• _WHAT TO WORK ON_:
Every entry must be given again exactly.

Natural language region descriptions
*-*-*
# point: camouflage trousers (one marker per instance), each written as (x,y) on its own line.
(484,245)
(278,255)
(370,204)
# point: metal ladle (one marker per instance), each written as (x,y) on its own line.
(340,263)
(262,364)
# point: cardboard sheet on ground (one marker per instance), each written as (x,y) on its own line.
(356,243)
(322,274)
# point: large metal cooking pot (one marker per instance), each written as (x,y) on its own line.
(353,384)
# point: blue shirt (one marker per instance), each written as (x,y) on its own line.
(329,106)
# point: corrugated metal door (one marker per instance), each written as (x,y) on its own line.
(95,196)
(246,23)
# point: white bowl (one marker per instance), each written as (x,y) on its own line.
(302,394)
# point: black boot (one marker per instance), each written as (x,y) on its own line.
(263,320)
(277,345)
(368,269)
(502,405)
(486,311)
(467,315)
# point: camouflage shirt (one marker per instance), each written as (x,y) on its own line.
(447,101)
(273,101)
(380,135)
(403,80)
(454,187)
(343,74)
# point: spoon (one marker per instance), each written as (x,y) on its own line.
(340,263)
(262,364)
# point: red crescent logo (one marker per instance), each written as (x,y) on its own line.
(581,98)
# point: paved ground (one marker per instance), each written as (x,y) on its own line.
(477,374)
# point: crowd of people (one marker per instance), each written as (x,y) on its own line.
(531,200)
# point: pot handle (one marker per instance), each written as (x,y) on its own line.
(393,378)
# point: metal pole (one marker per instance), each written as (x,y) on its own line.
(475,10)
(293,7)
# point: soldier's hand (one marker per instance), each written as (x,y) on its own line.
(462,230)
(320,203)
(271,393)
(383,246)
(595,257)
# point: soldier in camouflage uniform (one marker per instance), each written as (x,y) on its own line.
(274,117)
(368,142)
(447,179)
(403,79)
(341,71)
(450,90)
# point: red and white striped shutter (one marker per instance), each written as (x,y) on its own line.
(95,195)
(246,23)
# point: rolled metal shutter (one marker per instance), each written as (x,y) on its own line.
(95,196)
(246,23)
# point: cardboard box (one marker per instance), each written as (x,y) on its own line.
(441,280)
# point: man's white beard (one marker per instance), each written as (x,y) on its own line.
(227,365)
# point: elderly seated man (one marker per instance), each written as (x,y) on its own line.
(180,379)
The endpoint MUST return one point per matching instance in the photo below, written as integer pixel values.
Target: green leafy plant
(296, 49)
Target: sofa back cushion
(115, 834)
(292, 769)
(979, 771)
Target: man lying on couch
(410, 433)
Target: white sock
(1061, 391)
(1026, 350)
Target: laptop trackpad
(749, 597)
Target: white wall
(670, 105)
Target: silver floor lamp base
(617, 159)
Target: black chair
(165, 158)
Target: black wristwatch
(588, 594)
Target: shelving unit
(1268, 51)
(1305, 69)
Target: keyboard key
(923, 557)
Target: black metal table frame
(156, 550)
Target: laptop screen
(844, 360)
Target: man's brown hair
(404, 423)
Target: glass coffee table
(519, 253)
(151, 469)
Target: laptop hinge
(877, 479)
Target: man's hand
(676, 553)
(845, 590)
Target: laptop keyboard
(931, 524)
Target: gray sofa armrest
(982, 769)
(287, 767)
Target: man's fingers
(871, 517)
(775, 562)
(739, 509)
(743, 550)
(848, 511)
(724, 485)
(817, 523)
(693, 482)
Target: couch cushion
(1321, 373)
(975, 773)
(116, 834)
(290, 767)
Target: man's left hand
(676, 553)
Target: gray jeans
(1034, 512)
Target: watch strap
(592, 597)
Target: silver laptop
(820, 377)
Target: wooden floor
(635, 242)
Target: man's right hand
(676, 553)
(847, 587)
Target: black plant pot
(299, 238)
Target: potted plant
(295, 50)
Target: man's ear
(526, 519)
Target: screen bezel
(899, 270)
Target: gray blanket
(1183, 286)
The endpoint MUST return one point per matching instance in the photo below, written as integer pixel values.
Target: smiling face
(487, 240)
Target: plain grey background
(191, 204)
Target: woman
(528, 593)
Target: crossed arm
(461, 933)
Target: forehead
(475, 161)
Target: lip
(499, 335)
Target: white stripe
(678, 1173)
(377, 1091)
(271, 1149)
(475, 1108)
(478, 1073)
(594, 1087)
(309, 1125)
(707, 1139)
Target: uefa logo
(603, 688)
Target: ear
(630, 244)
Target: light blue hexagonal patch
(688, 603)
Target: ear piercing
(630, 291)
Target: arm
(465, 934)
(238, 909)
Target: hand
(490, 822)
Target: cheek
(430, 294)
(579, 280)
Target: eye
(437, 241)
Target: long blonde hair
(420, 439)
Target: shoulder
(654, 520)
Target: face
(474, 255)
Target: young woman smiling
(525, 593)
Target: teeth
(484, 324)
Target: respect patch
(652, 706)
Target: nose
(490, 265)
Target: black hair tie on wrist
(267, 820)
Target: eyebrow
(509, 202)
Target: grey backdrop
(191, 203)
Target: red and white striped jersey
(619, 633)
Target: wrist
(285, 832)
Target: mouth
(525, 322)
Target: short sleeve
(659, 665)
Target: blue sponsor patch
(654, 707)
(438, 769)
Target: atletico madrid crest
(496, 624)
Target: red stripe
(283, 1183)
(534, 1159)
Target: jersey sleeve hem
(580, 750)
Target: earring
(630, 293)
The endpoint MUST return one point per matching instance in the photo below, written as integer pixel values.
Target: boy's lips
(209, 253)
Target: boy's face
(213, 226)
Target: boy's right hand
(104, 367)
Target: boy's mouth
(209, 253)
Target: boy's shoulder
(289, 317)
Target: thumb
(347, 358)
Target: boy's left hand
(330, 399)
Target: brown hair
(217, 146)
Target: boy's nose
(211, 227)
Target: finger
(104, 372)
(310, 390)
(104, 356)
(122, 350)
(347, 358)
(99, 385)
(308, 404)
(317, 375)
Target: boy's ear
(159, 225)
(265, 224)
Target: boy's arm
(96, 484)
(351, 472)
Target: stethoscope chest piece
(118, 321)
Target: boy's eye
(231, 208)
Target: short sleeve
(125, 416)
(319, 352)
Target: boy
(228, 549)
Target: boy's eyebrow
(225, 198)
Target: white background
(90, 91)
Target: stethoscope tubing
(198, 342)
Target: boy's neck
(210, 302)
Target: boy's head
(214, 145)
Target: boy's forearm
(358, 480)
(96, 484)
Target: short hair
*-*-*
• _ANSWER TO THIS TASK_:
# point: camouflage trousers (one marker per instance), each written as (x,y) on its own line.
(484,245)
(278,255)
(370,204)
# point: metal ladle (one marker per instance), each written as (x,y) on its own line.
(340,263)
(262,364)
# point: cardboard sheet on ground (one marker per instance), each written as (x,y) on its own line.
(356,243)
(322,274)
# point: large metal cooking pot (one marker per instance), each written as (x,y) on its own line.
(353,384)
# point: blue shirt (one marker per instance), each written as (x,y) on its own line.
(329,106)
# point: corrugated metal door (one marker per instance), each written as (x,y) on its own line.
(95,196)
(246,23)
# point: white bowl (one marker per instance), each written as (x,y) on its own line.
(302,394)
# point: black boot (one marker per instance), each written as (x,y) on its own line.
(263,320)
(277,345)
(368,269)
(502,405)
(486,311)
(467,315)
# point: camouflage shirt (one marker per instance), each written as (x,y) on its own line.
(447,101)
(273,101)
(380,135)
(403,80)
(454,187)
(343,74)
# point: spoon (one marker per instance), each written as (x,y) on its own line.
(340,263)
(262,364)
# point: red crescent logo (one marker per instance), each written as (x,y) on its own line.
(581,98)
# point: paved ground (one marker per instance), each written as (x,y) on its own line.
(477,374)
# point: crowd of people (one marker per instance), each written as (x,y) on its own line.
(531,200)
# point: pot handle (one marker per instance), each written as (x,y) on its own line.
(393,378)
# point: metal pole (one marker per instance), each written as (x,y) on its own line.
(475,10)
(293,7)
# point: soldier's hand (one marker per instance), each written as (x,y) on its own line.
(462,230)
(320,203)
(271,393)
(383,246)
(595,257)
# point: soldier in camouflage uniform (one marker per instance), each written as (x,y) on its own line.
(274,117)
(368,142)
(447,179)
(403,79)
(341,71)
(450,90)
# point: red and white striped shutter (one marker per instance), each written as (x,y) on its own line.
(95,195)
(246,23)
# point: rolled metal shutter (one marker per instance), each written as (x,y) on its own line.
(95,196)
(246,23)
# point: cardboard box (one marker per instance), each written as (x,y) on its own line.
(441,280)
# point: man's white beard (one marker per instance), each written as (x,y) on its own line.
(227,365)
# point: elderly seated man (one marker per instance), each written as (x,y) on its own line.
(180,379)
The endpoint MUST return one point per matching instance in the photo below, written as integer pixel values.
Target: green leafy plant
(296, 49)
Target: sofa back cushion
(115, 834)
(292, 769)
(979, 771)
Target: man lying on couch
(410, 433)
Target: white sock
(1061, 391)
(1026, 350)
Target: laptop trackpad
(749, 597)
Target: white wall
(670, 105)
Target: silver floor lamp base
(617, 159)
Target: black chair
(165, 158)
Target: black wristwatch
(588, 594)
Target: shelving unit
(1268, 51)
(1305, 69)
Target: keyboard key
(923, 557)
Target: black metal table frame
(156, 550)
Target: laptop screen
(844, 360)
Target: man's brown hair
(404, 423)
Target: glass coffee table
(519, 253)
(151, 469)
Target: laptop hinge
(877, 479)
Target: man's hand
(676, 553)
(845, 590)
Target: laptop keyboard
(931, 524)
Target: gray sofa armrest
(982, 769)
(287, 767)
Target: man's fingers
(871, 517)
(775, 562)
(739, 509)
(743, 550)
(848, 511)
(724, 485)
(817, 523)
(693, 482)
Target: couch cushion
(1321, 373)
(975, 773)
(116, 834)
(290, 767)
Target: man's left hand
(676, 553)
Target: gray jeans
(1034, 512)
Target: watch strap
(592, 597)
Target: silver laptop
(820, 377)
Target: wooden floor
(635, 242)
Target: man's right hand
(676, 553)
(847, 587)
Target: black plant pot
(299, 238)
Target: potted plant
(295, 50)
Target: man's ear
(526, 519)
Target: screen bezel
(899, 270)
Target: gray blanket
(1183, 286)
The endpoint MUST return one point per matching instance in the photo below, written as integer pixel values.
Target: smiling face
(487, 240)
Target: plain grey background
(191, 204)
Target: woman
(528, 593)
Target: crossed arm
(461, 933)
Target: forehead
(475, 161)
Target: lip
(499, 335)
Target: white stripe
(678, 1173)
(377, 1091)
(271, 1149)
(475, 1108)
(478, 1073)
(594, 1087)
(309, 1125)
(707, 1139)
Target: uefa logo
(603, 688)
Target: ear
(630, 244)
Target: light blue hexagonal patch
(688, 603)
Target: ear piercing
(630, 291)
Target: arm
(465, 934)
(238, 909)
Target: hand
(490, 822)
Target: cheek
(430, 294)
(579, 280)
Target: eye
(437, 241)
Target: long blonde hair
(420, 439)
Target: shoulder
(654, 520)
Target: face
(474, 255)
Target: young woman smiling
(525, 593)
Target: teeth
(484, 324)
Target: respect patch
(652, 706)
Target: nose
(490, 265)
Target: black hair tie on wrist
(267, 820)
Target: eyebrow
(509, 202)
Target: grey backdrop
(191, 203)
Target: red and white striped jersey
(619, 633)
Target: wrist
(285, 832)
Target: mouth
(525, 322)
Target: short sleeve
(659, 665)
Target: blue sponsor patch
(654, 707)
(438, 769)
Target: atletico madrid crest
(496, 624)
Target: red stripe
(283, 1183)
(534, 1159)
Target: jersey sleeve hem
(580, 750)
Target: earring
(630, 293)
The endpoint MUST return one point per matching instance in the photo below, written as integer pixel values.
Target: boy's lips
(209, 253)
Target: boy's face
(213, 226)
Target: boy's right hand
(104, 367)
Target: boy's mouth
(209, 253)
Target: boy's shoulder
(289, 317)
Target: thumb
(347, 358)
Target: boy's left hand
(330, 399)
Target: brown hair
(217, 146)
Target: boy's nose
(211, 227)
Target: finger
(104, 372)
(310, 390)
(104, 356)
(122, 350)
(347, 358)
(99, 385)
(308, 404)
(317, 375)
Target: boy's ear
(159, 225)
(265, 224)
Target: boy's arm
(96, 484)
(351, 472)
Target: stethoscope chest piece
(118, 321)
Target: boy's eye
(231, 208)
Target: short sleeve
(125, 416)
(319, 352)
Target: boy
(228, 549)
Target: boy's eyebrow
(225, 198)
Target: white background
(90, 91)
Target: stethoscope tubing
(198, 342)
Target: boy's neck
(210, 302)
Target: boy's head
(214, 145)
Target: boy's forearm
(358, 480)
(96, 484)
Target: short hair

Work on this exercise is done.